### ABOUT THIS EXERCISE:
Without any images, write the listing below out word for word.

### EXCERPTED RECORDS:
☆ ☆ ☆ ☆ ☆ ☆ ☆

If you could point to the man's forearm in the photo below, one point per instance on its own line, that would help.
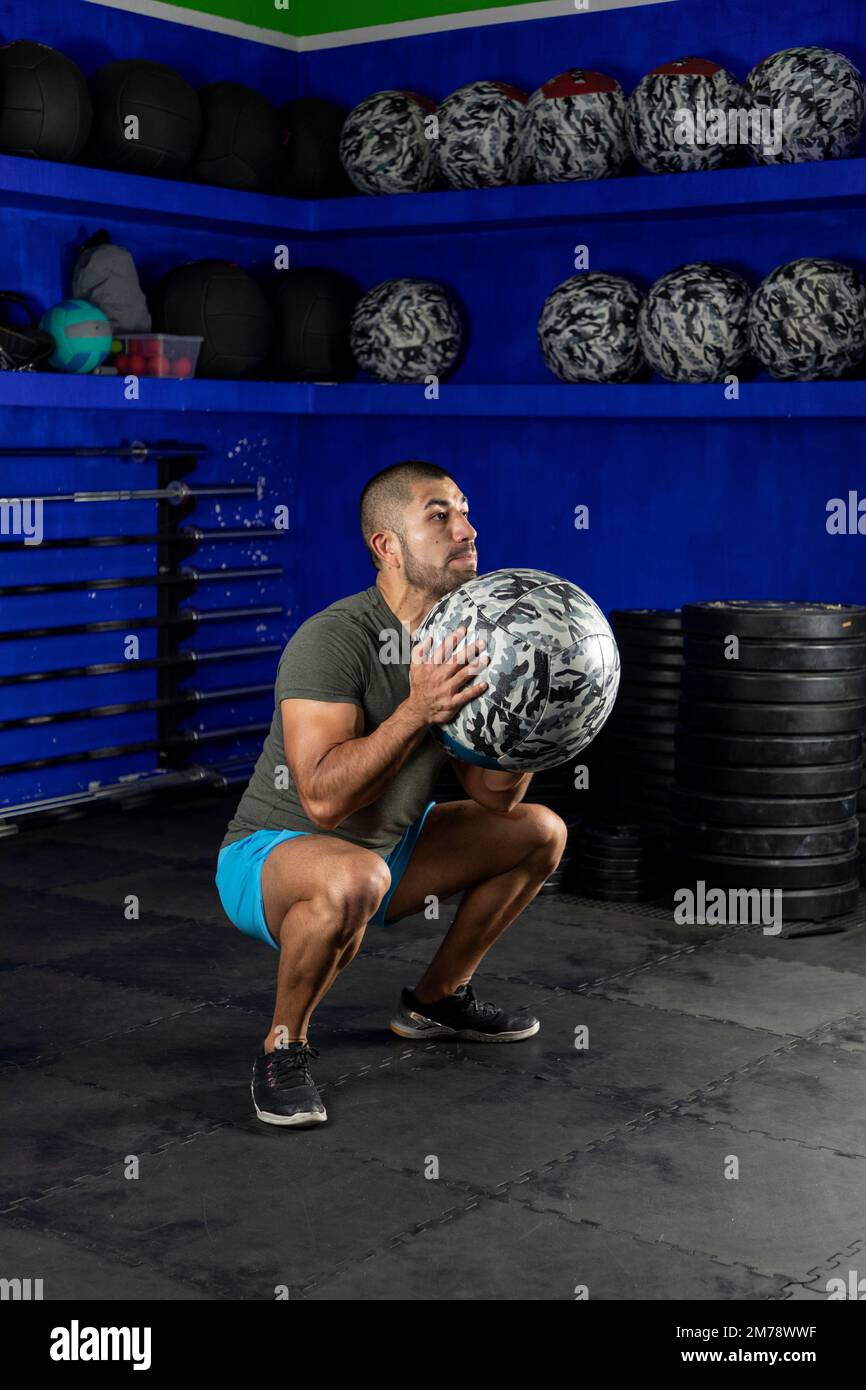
(357, 772)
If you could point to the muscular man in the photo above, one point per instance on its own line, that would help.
(337, 827)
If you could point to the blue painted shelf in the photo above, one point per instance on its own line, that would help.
(103, 195)
(652, 401)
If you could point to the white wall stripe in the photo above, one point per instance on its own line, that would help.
(195, 20)
(469, 20)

☆ ☆ ☆ ☆ ☆ ☆ ☆

### OUTPUT:
If you could point to the man's forearm in the photo below, one point per instance on its own line, that would help.
(357, 772)
If you could point to the muscular man in the photo above, one point per instance on its own line, that would help.
(337, 827)
If you could point to the blue painted shelf in the photo above, one point per instance on its own line, that would help.
(103, 195)
(652, 401)
If you could point to the white wall stripe in the photo above, one point per instance on its own line, that would help.
(195, 20)
(469, 20)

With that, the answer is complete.